**Oefentekst**
Airbus heeft een productielijn in de Chinese stad Tianjin stilgelegd. De Europese vliegtuigbouwer volgt daarmee voorschriften op van de Chinese overheid om personeel zo veel mogelijk thuis te laten werken. Die maatregel moet helpen in de strijd tegen de verspreiding van het nieuwe coronavirus.

Tianjin dat ongeveer 15 miljoen inwoners telt, is de laatste stad die door de Chinese overheid op slot is gezet vanwege het coronavirus uit Wuhan.

De gesloten productielocatie is een assemblagelijn waar Airbus uit verschillende onderdelen volledige toestellen in elkaar zet. De locatie is maandelijks goed voor de assemblage van zes toestellen uit de A320-serie, wat gelijk staat aan circa 10 procent van Airbus’ totale productie van vliegtuigen met een smalle romp. Reisbeperkingen in China en andere landen zorgen ook voor verdere logistieke problemen bij Airbus.

Ook Boeing houdt fabriek dicht

Ook de toeleverancier van vliegtuigmotoren Safran heeft maatregelen in China genomen. Het Franse bedrijf, dat meerdere fabrieken in het Aziatische land heeft, houdt zijn locaties tot maandag gesloten om de verspreiding van het Wuhan-virus te voorkomen. Het gaat om een verlenging van de sluiting van bedrijfsvestigingen, die eerder wegens Chinees Nieuwjaar dicht waren.

De Amerikaanse vliegtuigmaker Boeing houdt zijn fabriek in Zhoushan, vlak bij Shanghai, eveneens langer gesloten na de vakantieperiode. Deze locatie voor de afwerking van vliegtuigen blijft minimaal tot volgende week buiten bedrijf.

Het coronavirus is hiermee een extra tegenslag voor de vliegtuigmakers. Airbus kampt met een productieachterstand terwijl Boeing uit alle macht probeert de 737 Max weer in de lucht te krijgen na twee fatale crashes.

**Opdracht**
Hoeveel toestellen uit de A320-serie worden volgens de oefentekst over de vliegtuigbouw in China maandelijks geassembleerd op de gesloten productielocatie van Airbus? De records zijn afzonderlijk materiaal en horen niet bij de oefentekst.

**Inhoud records**
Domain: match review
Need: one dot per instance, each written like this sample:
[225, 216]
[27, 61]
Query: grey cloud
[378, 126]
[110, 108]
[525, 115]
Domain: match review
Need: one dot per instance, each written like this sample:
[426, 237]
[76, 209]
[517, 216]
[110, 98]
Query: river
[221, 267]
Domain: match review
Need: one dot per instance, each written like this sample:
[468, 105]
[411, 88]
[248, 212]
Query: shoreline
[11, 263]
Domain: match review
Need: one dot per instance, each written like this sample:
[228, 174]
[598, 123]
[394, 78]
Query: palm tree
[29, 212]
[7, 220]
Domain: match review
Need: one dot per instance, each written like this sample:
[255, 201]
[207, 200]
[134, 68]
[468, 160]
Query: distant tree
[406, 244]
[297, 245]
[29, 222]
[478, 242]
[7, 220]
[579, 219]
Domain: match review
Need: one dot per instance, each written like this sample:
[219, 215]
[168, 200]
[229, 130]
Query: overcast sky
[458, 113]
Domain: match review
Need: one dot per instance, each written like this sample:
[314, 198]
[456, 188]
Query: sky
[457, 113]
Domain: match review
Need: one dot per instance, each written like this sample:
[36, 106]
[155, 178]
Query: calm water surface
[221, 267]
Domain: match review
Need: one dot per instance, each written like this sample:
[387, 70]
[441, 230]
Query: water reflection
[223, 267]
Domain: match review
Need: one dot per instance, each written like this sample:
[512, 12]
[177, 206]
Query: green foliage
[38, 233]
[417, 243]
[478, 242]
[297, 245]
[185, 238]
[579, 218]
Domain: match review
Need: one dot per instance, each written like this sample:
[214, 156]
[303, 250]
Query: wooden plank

**Verwacht antwoord**
Zes toestellen per maand.